TEXTO DO EXERCÍCIO |
+===+
O edital dessa licitação saiu no Diário Oficial da União de 17 de abril. É a contratação de transporte aéreo (helicóptero, basicamente) para Distritos Sanitários Especiais Indígenas, uma espécie de rede SUS dos povos tradicionais. Cada um dos distritos, cerca de 30, costuma fazer licitação própria. No novo edital, a contratação será única. Resultado: um negócio gordo, estimado em 400 milhões de reais. Os vencedores serão conhecidos em 5 de maio.

 

O edital tem data de 16 de abril, dia da demissão de Mandetta. É assinado pelo subsecretário de Assuntos Federativos do Ministério da Saúde, Alexandre Pozza Urnau Silva. Este havia sido nomeado para o cargo em janeiro de 2019, mês em que Mandetta assumira o comando da pasta. 

A licitação foi preparada em 2019 pela Secretaria de Saúde Indígena (Sesai) do Ministério. O “termo de referência” dela circulou em dezembro entre interessados no negócio. Eis o fato esquisito. 

Esse “termo” detalha aquilo que um órgão público quer adquirir e em quais condições. O normal é ficar disponível aos fornecedores depois da publicação do edital, que é mais genérico, um simples aviso de compra pública a caminho. Deveria ser conhecido só agora, portanto. Ter vazado antes é sinal de favorecimento a todos os que tiveram chance de pegar a papelada.

CartaCapital obteve uma cópia do “termo” vazado e noticiou em janeiro sua existência. Procurado na época, o Ministério da Saúde não respondeu a pedidos de esclarecimento. Segundo a reportagem apurou agora, a notícia do vazamento fez com que o caso fosse parar na Corregedoria da pasta.

Uma pessoa que acompanha essa licitação com lupa tem uma explicação para o edital ter sido publicado no apagar das luzes da gestão Mandetta: garantir àqueles que haviam recebido o “termo de referência” antes que a licitação sairia mesmo, e nos termos pré-conhecidos. E qual seria a razão para esse esforço de assegurar que o contrato milionário vingaria, mesmo em meio a uma pandemia que deveria concentrar energia e recursos do Ministério? Dá para imaginar. Detalhe: há contratos vigentes de serviço de transporte aéreo para os distritos indígenas.

O secretário de Saúde Indígena que tomou as providências finais do edital também foi nomeado por Mandetta, a exemplo de Urnau Silva, o subsecretário que assina o documento. É Robson Santos da Silva, um militar amigo do deputado. 

Silva foi chefe de gabinete de Mandetta no Ministério, antes de assumir, em fevereiro, a Secretaria. Ao despedir-se da pasta, Mandetta contou à equipe uma história sobre ele. Médico de formação, o deputado apresentou-se ao Exército no início dos anos 1990, após ter feito residência. Era então aspirante a oficial. Seu instrutor nessa passagem pelos quartéis foi Silva.
+===+
DADOS FORNECIDOS |
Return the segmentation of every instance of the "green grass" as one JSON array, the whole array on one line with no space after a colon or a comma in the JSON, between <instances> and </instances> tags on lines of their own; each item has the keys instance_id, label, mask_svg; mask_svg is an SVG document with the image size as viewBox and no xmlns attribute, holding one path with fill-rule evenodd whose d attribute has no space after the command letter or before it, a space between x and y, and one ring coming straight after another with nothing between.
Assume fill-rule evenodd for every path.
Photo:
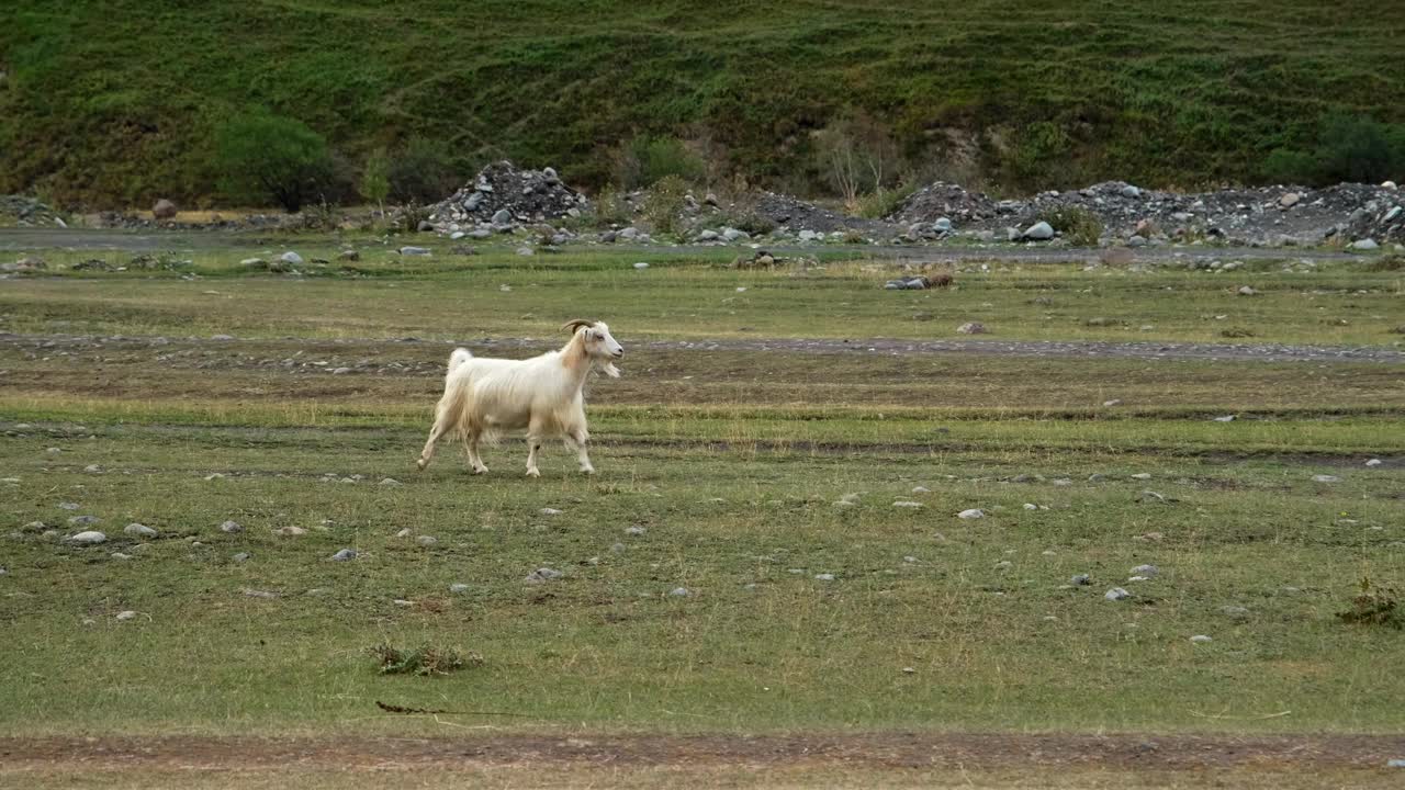
<instances>
[{"instance_id":1,"label":"green grass","mask_svg":"<svg viewBox=\"0 0 1405 790\"><path fill-rule=\"evenodd\" d=\"M327 240L294 245L308 259L336 257ZM733 271L724 267L725 252L582 250L524 260L490 246L476 256L419 260L382 243L360 245L362 261L308 266L303 278L240 270L250 254L285 249L273 246L181 253L176 257L191 266L174 271L35 278L0 291L0 330L462 340L552 337L562 316L589 312L628 328L635 340L960 339L957 326L979 320L992 340L1388 346L1401 342L1405 325L1405 278L1370 261L1324 263L1314 274L1281 271L1281 261L1231 274L1045 263L996 263L985 273L969 264L955 290L891 292L882 290L895 271L891 261L833 260L839 253L829 253L823 268ZM51 267L94 257L39 254ZM129 256L97 257L122 266ZM634 270L639 260L651 268ZM1246 283L1260 294L1238 295Z\"/></svg>"},{"instance_id":2,"label":"green grass","mask_svg":"<svg viewBox=\"0 0 1405 790\"><path fill-rule=\"evenodd\" d=\"M587 184L636 134L697 134L804 191L823 181L809 132L849 107L913 162L943 129L989 132L976 169L1006 187L1252 180L1329 114L1405 121L1402 34L1399 7L1360 0L20 0L0 10L0 191L209 201L216 128L249 104L353 163L423 135Z\"/></svg>"},{"instance_id":3,"label":"green grass","mask_svg":"<svg viewBox=\"0 0 1405 790\"><path fill-rule=\"evenodd\" d=\"M1401 633L1338 619L1363 576L1405 586L1398 363L643 343L861 347L967 316L995 337L1204 340L1205 315L1235 311L1263 342L1384 346L1392 273L1262 271L1246 299L1222 276L995 266L929 298L861 264L368 253L364 277L294 280L236 274L249 252L201 253L195 281L0 290L0 735L443 734L375 701L520 714L468 720L510 731L1405 730L1405 680L1381 671ZM919 306L943 318L895 319ZM527 354L579 312L629 349L624 378L590 384L600 475L551 447L525 479L520 441L486 451L486 478L454 446L413 471L448 346L398 339L541 337ZM97 333L129 340L62 340ZM212 333L239 339L187 339ZM79 514L110 541L27 526L69 534ZM340 548L360 555L329 561ZM1146 562L1161 574L1128 582ZM541 566L563 578L524 581ZM1093 585L1061 589L1075 574ZM483 663L385 675L381 644Z\"/></svg>"}]
</instances>

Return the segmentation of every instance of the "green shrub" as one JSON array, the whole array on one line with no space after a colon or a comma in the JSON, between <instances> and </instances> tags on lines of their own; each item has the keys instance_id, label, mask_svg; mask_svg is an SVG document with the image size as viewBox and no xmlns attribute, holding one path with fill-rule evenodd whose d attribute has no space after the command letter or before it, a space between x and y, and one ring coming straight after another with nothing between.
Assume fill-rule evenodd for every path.
<instances>
[{"instance_id":1,"label":"green shrub","mask_svg":"<svg viewBox=\"0 0 1405 790\"><path fill-rule=\"evenodd\" d=\"M1276 149L1263 160L1263 176L1277 184L1316 184L1322 179L1315 156L1288 148Z\"/></svg>"},{"instance_id":2,"label":"green shrub","mask_svg":"<svg viewBox=\"0 0 1405 790\"><path fill-rule=\"evenodd\" d=\"M410 138L391 160L386 177L396 202L438 202L462 181L448 145L429 138Z\"/></svg>"},{"instance_id":3,"label":"green shrub","mask_svg":"<svg viewBox=\"0 0 1405 790\"><path fill-rule=\"evenodd\" d=\"M1364 117L1329 118L1322 127L1318 159L1331 181L1383 181L1405 167L1405 128Z\"/></svg>"},{"instance_id":4,"label":"green shrub","mask_svg":"<svg viewBox=\"0 0 1405 790\"><path fill-rule=\"evenodd\" d=\"M898 211L902 201L908 200L913 191L916 191L913 187L895 187L891 190L878 187L865 195L860 195L854 208L858 216L867 219L882 219L884 216Z\"/></svg>"},{"instance_id":5,"label":"green shrub","mask_svg":"<svg viewBox=\"0 0 1405 790\"><path fill-rule=\"evenodd\" d=\"M620 152L615 179L625 188L656 184L669 176L698 181L707 171L702 160L677 138L638 136Z\"/></svg>"},{"instance_id":6,"label":"green shrub","mask_svg":"<svg viewBox=\"0 0 1405 790\"><path fill-rule=\"evenodd\" d=\"M1103 235L1103 221L1096 214L1076 205L1064 205L1043 211L1038 219L1064 235L1068 243L1080 247L1096 247Z\"/></svg>"},{"instance_id":7,"label":"green shrub","mask_svg":"<svg viewBox=\"0 0 1405 790\"><path fill-rule=\"evenodd\" d=\"M385 211L385 198L391 197L391 157L384 148L375 149L361 170L361 197Z\"/></svg>"},{"instance_id":8,"label":"green shrub","mask_svg":"<svg viewBox=\"0 0 1405 790\"><path fill-rule=\"evenodd\" d=\"M216 132L215 167L230 200L274 201L289 212L334 190L332 150L322 135L266 111L242 115Z\"/></svg>"},{"instance_id":9,"label":"green shrub","mask_svg":"<svg viewBox=\"0 0 1405 790\"><path fill-rule=\"evenodd\" d=\"M649 187L649 198L643 205L643 218L655 233L676 233L679 215L683 212L688 184L681 176L665 176Z\"/></svg>"}]
</instances>

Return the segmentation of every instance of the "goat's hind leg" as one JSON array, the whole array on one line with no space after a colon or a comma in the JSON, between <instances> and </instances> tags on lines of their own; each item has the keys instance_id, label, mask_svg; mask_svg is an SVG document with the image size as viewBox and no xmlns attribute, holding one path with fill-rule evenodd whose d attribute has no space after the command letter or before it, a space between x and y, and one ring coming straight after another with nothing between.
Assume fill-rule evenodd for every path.
<instances>
[{"instance_id":1,"label":"goat's hind leg","mask_svg":"<svg viewBox=\"0 0 1405 790\"><path fill-rule=\"evenodd\" d=\"M420 451L420 458L414 464L424 470L434 460L434 446L438 440L444 437L445 433L454 429L458 422L458 413L455 409L448 409L440 405L434 409L434 426L430 429L430 439L424 443L424 450Z\"/></svg>"}]
</instances>

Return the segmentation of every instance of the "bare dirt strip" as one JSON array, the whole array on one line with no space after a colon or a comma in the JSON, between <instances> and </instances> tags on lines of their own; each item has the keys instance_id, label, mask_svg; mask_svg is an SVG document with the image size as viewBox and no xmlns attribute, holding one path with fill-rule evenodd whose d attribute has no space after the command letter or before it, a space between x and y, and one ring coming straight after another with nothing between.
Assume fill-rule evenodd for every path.
<instances>
[{"instance_id":1,"label":"bare dirt strip","mask_svg":"<svg viewBox=\"0 0 1405 790\"><path fill-rule=\"evenodd\" d=\"M452 769L483 765L1384 769L1402 735L486 735L478 738L0 738L0 769ZM1402 773L1405 779L1405 773Z\"/></svg>"},{"instance_id":2,"label":"bare dirt strip","mask_svg":"<svg viewBox=\"0 0 1405 790\"><path fill-rule=\"evenodd\" d=\"M396 344L426 346L468 346L469 349L538 349L555 347L555 339L541 337L479 337L471 340L420 340L402 337L398 340L375 339L298 339L278 340L256 339L204 339L204 337L146 337L146 336L96 336L96 335L15 335L0 332L0 347L30 351L86 350L94 347L139 349L174 346L190 347L237 347L235 343L270 347L315 346L326 349L382 347ZM1106 340L895 340L887 337L870 339L725 339L725 340L639 340L634 349L646 350L702 350L702 351L805 351L813 354L880 353L880 354L985 354L1012 357L1116 357L1139 360L1222 360L1222 361L1374 361L1405 364L1405 351L1385 347L1359 346L1286 346L1279 343L1229 344L1229 343L1117 343ZM436 364L438 364L436 361Z\"/></svg>"}]
</instances>

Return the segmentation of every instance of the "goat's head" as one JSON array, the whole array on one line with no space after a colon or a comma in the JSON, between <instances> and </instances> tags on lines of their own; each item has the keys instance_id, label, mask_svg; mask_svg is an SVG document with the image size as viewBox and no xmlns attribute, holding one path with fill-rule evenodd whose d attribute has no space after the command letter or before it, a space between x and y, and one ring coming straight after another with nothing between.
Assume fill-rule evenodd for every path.
<instances>
[{"instance_id":1,"label":"goat's head","mask_svg":"<svg viewBox=\"0 0 1405 790\"><path fill-rule=\"evenodd\" d=\"M572 335L580 335L582 343L586 347L586 356L593 360L618 360L624 356L624 346L621 346L613 335L610 335L610 328L603 320L568 320L566 330Z\"/></svg>"}]
</instances>

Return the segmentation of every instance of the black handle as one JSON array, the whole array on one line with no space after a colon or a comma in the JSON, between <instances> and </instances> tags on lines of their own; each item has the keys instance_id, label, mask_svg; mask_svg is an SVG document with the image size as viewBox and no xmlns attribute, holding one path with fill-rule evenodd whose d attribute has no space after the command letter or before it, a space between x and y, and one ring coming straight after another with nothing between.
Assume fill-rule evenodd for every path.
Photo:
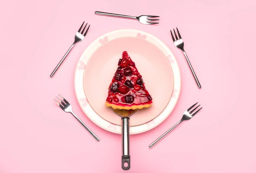
<instances>
[{"instance_id":1,"label":"black handle","mask_svg":"<svg viewBox=\"0 0 256 173\"><path fill-rule=\"evenodd\" d=\"M130 163L130 156L128 155L122 156L122 168L125 170L129 170L131 168ZM127 165L125 164L127 164Z\"/></svg>"}]
</instances>

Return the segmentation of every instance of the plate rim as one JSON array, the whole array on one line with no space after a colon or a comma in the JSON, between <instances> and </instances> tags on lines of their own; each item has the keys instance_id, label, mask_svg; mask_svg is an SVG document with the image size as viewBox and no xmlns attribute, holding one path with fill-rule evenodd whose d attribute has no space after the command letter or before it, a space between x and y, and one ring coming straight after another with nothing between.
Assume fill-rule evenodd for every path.
<instances>
[{"instance_id":1,"label":"plate rim","mask_svg":"<svg viewBox=\"0 0 256 173\"><path fill-rule=\"evenodd\" d=\"M126 34L126 35L129 35L129 34L130 34L130 35L128 36L119 36L118 34L120 33ZM135 35L133 35L132 34L134 34ZM151 44L153 44L157 47L157 48L162 51L162 53L166 55L168 61L169 62L169 63L170 63L172 68L172 70L173 71L173 78L174 79L173 91L172 92L171 97L169 100L169 101L165 108L161 111L161 113L159 115L151 121L146 123L135 126L131 126L130 127L130 134L138 134L143 133L157 126L162 122L163 122L167 117L168 117L169 116L170 116L170 115L172 113L173 109L175 108L176 105L177 104L179 98L181 89L181 76L180 68L177 61L176 60L176 59L174 56L174 55L170 48L163 41L160 40L160 39L159 39L158 38L152 35L151 34L137 29L122 29L112 31L106 33L95 39L84 51L77 63L74 76L74 87L76 97L79 106L84 113L94 124L102 128L103 128L103 129L109 132L117 134L121 134L121 126L111 123L111 122L109 122L103 119L94 111L89 104L87 103L87 104L84 106L85 105L84 105L83 102L81 101L81 99L87 99L85 96L85 91L84 91L83 81L84 79L84 71L85 71L86 67L87 64L87 62L90 60L92 55L93 54L94 54L94 52L97 51L97 50L99 48L100 48L103 45L105 44L105 43L100 43L101 41L100 40L102 40L104 41L105 38L107 36L113 36L112 34L113 34L113 35L116 34L116 35L115 37L113 37L114 38L112 38L110 40L107 40L106 43L118 38L131 37L137 37L137 38L143 39L149 42ZM143 37L143 36L144 35L145 35L145 38ZM107 37L107 39L108 40L108 37ZM152 42L152 41L154 41L154 42ZM97 42L98 42L98 43ZM156 45L156 43L159 45ZM82 60L83 57L86 56L86 54L87 53L87 52L90 51L90 49L95 44L98 44L99 46L96 46L96 48L94 48L95 50L94 51L91 51L92 52L92 54L90 55L89 57L87 57L86 58L87 60L86 62L84 62L83 61L82 61L81 60ZM161 45L162 47L163 47L162 48L163 48L163 48L159 48L159 45ZM167 53L167 54L166 54L166 52ZM80 63L81 63L81 61L84 64L84 69L81 69L79 68ZM174 67L175 70L175 71L174 71ZM78 74L78 73L79 73L79 74ZM82 75L81 75L81 74L82 73ZM83 83L81 86L81 81L79 82L79 81L78 80L78 77L77 77L78 75L79 75L79 77L80 77L80 78L81 78L81 77L82 77L82 79L82 79L82 82ZM80 83L80 85L79 85L78 83ZM80 87L78 86L78 85L79 85ZM78 90L79 89L78 88L79 87L81 88L80 89L82 88L83 91L84 96L84 96L81 97L82 98L81 98L81 96L79 96L79 94L78 94ZM174 94L175 97L174 96ZM85 100L83 100L84 101L86 101ZM172 108L169 108L170 106L172 106ZM169 111L168 111L168 110L166 111L166 109L169 110ZM166 114L167 113L168 115L164 116L161 116L161 115L162 115L165 111L169 112L169 113L168 112L167 112L165 114ZM94 113L92 112L94 112ZM94 116L90 116L88 115L88 114L92 113L96 114L96 115L94 115ZM160 117L161 117L161 118ZM101 123L99 122L98 121L99 120L101 121Z\"/></svg>"}]
</instances>

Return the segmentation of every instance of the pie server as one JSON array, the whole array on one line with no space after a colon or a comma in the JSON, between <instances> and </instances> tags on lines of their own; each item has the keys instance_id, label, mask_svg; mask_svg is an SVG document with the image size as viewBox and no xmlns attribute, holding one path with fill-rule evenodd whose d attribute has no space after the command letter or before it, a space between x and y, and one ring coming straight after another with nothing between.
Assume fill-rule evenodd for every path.
<instances>
[{"instance_id":1,"label":"pie server","mask_svg":"<svg viewBox=\"0 0 256 173\"><path fill-rule=\"evenodd\" d=\"M137 110L113 109L114 112L122 117L122 168L129 170L131 167L130 156L130 118L129 116L134 113ZM125 166L125 164L127 164Z\"/></svg>"}]
</instances>

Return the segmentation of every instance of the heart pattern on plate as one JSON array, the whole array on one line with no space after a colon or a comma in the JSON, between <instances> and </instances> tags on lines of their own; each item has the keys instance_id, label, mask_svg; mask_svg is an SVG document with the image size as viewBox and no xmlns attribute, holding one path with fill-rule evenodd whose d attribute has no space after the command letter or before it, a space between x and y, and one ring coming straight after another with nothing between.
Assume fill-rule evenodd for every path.
<instances>
[{"instance_id":1,"label":"heart pattern on plate","mask_svg":"<svg viewBox=\"0 0 256 173\"><path fill-rule=\"evenodd\" d=\"M99 39L99 43L103 45L108 41L108 37L105 37L103 39Z\"/></svg>"},{"instance_id":2,"label":"heart pattern on plate","mask_svg":"<svg viewBox=\"0 0 256 173\"><path fill-rule=\"evenodd\" d=\"M141 35L140 33L138 33L137 34L137 37L139 38L141 38L142 39L145 40L147 37L147 36L146 35Z\"/></svg>"}]
</instances>

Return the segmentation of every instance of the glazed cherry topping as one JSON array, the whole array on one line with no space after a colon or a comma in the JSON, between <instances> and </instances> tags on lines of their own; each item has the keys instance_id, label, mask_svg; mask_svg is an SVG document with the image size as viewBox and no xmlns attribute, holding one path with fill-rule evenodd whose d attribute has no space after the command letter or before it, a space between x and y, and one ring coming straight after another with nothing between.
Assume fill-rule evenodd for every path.
<instances>
[{"instance_id":1,"label":"glazed cherry topping","mask_svg":"<svg viewBox=\"0 0 256 173\"><path fill-rule=\"evenodd\" d=\"M120 72L116 73L115 74L115 79L117 80L120 80L122 77L122 74Z\"/></svg>"},{"instance_id":2,"label":"glazed cherry topping","mask_svg":"<svg viewBox=\"0 0 256 173\"><path fill-rule=\"evenodd\" d=\"M138 80L137 80L137 83L140 85L142 85L143 84L144 82L143 82L143 79L142 78L138 79Z\"/></svg>"},{"instance_id":3,"label":"glazed cherry topping","mask_svg":"<svg viewBox=\"0 0 256 173\"><path fill-rule=\"evenodd\" d=\"M126 51L118 61L118 66L109 88L107 102L119 105L139 105L151 102L152 97L145 88L142 77Z\"/></svg>"},{"instance_id":4,"label":"glazed cherry topping","mask_svg":"<svg viewBox=\"0 0 256 173\"><path fill-rule=\"evenodd\" d=\"M113 97L113 101L116 103L118 103L119 102L119 99L116 96Z\"/></svg>"},{"instance_id":5,"label":"glazed cherry topping","mask_svg":"<svg viewBox=\"0 0 256 173\"><path fill-rule=\"evenodd\" d=\"M141 88L141 87L140 87L140 86L138 85L136 85L135 86L134 86L134 90L135 90L136 91L140 91L140 88Z\"/></svg>"},{"instance_id":6,"label":"glazed cherry topping","mask_svg":"<svg viewBox=\"0 0 256 173\"><path fill-rule=\"evenodd\" d=\"M135 66L135 63L131 60L130 60L130 65L131 66L133 66L134 67Z\"/></svg>"},{"instance_id":7,"label":"glazed cherry topping","mask_svg":"<svg viewBox=\"0 0 256 173\"><path fill-rule=\"evenodd\" d=\"M112 102L112 98L109 97L107 98L107 102Z\"/></svg>"},{"instance_id":8,"label":"glazed cherry topping","mask_svg":"<svg viewBox=\"0 0 256 173\"><path fill-rule=\"evenodd\" d=\"M131 83L131 81L130 80L125 80L125 85L130 88L133 87L133 85L132 84L132 83Z\"/></svg>"},{"instance_id":9,"label":"glazed cherry topping","mask_svg":"<svg viewBox=\"0 0 256 173\"><path fill-rule=\"evenodd\" d=\"M130 89L127 86L122 84L121 84L118 88L119 92L123 94L127 94L129 90Z\"/></svg>"},{"instance_id":10,"label":"glazed cherry topping","mask_svg":"<svg viewBox=\"0 0 256 173\"><path fill-rule=\"evenodd\" d=\"M134 97L131 94L128 94L125 96L125 100L126 103L132 103L134 101Z\"/></svg>"},{"instance_id":11,"label":"glazed cherry topping","mask_svg":"<svg viewBox=\"0 0 256 173\"><path fill-rule=\"evenodd\" d=\"M131 76L132 74L132 71L130 67L126 67L124 69L124 74L126 76Z\"/></svg>"},{"instance_id":12,"label":"glazed cherry topping","mask_svg":"<svg viewBox=\"0 0 256 173\"><path fill-rule=\"evenodd\" d=\"M120 67L120 66L118 67L117 68L117 70L116 70L116 71L117 71L117 72L121 71L122 68L122 67Z\"/></svg>"},{"instance_id":13,"label":"glazed cherry topping","mask_svg":"<svg viewBox=\"0 0 256 173\"><path fill-rule=\"evenodd\" d=\"M128 58L129 57L129 55L128 55L128 53L127 53L127 52L126 51L124 51L122 53L122 58Z\"/></svg>"},{"instance_id":14,"label":"glazed cherry topping","mask_svg":"<svg viewBox=\"0 0 256 173\"><path fill-rule=\"evenodd\" d=\"M125 103L125 96L123 96L123 97L121 97L121 101L123 103Z\"/></svg>"},{"instance_id":15,"label":"glazed cherry topping","mask_svg":"<svg viewBox=\"0 0 256 173\"><path fill-rule=\"evenodd\" d=\"M119 61L118 61L118 65L121 65L121 62L122 62L122 59L119 59Z\"/></svg>"},{"instance_id":16,"label":"glazed cherry topping","mask_svg":"<svg viewBox=\"0 0 256 173\"><path fill-rule=\"evenodd\" d=\"M127 67L129 65L129 59L128 58L123 59L121 62L121 66L123 68Z\"/></svg>"},{"instance_id":17,"label":"glazed cherry topping","mask_svg":"<svg viewBox=\"0 0 256 173\"><path fill-rule=\"evenodd\" d=\"M118 87L119 87L119 84L117 82L115 82L112 83L110 90L113 93L116 93L118 91Z\"/></svg>"}]
</instances>

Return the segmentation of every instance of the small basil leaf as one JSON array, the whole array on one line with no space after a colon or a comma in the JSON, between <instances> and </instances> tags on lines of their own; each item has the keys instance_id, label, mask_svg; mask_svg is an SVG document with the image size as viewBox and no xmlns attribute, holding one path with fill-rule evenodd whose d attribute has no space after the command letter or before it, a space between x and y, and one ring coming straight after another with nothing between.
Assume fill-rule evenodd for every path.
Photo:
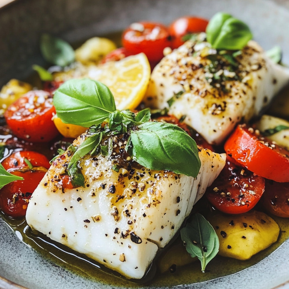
+===+
CONJUNTO DE EXERCÍCIOS |
1. No texto sobre a licitação, troque "Corregedoria" por "Ouvidoria" e reescreva o trecho de "A licitação foi" a "Corregedoria da pasta.".
2. Segundo o texto sobre a licitação, em que data serão conhecidos os vencedores?
As linhas constituem material independente do texto.

RESPOSTAS DADAS |
1.
A licitação foi preparada em 2019 pela Secretaria de Saúde Indígena (Sesai) do Ministério. O “termo de referência” dela circulou em dezembro entre interessados no negócio. Eis o fato esquisito. 

Esse “termo” detalha aquilo que um órgão público quer adquirir e em quais condições. O normal é ficar disponível aos fornecedores depois da publicação do edital, que é mais genérico, um simples aviso de compra pública a caminho. Deveria ser conhecido só agora, portanto. Ter vazado antes é sinal de favorecimento a todos os que tiveram chance de pegar a papelada.

CartaCapital obteve uma cópia do “termo” vazado e noticiou em janeiro sua existência. Procurado na época, o Ministério da Saúde não respondeu a pedidos de esclarecimento. Segundo a reportagem apurou agora, a notícia do vazamento fez com que o caso fosse parar na Ouvidoria da pasta.

2. Em 5 de maio.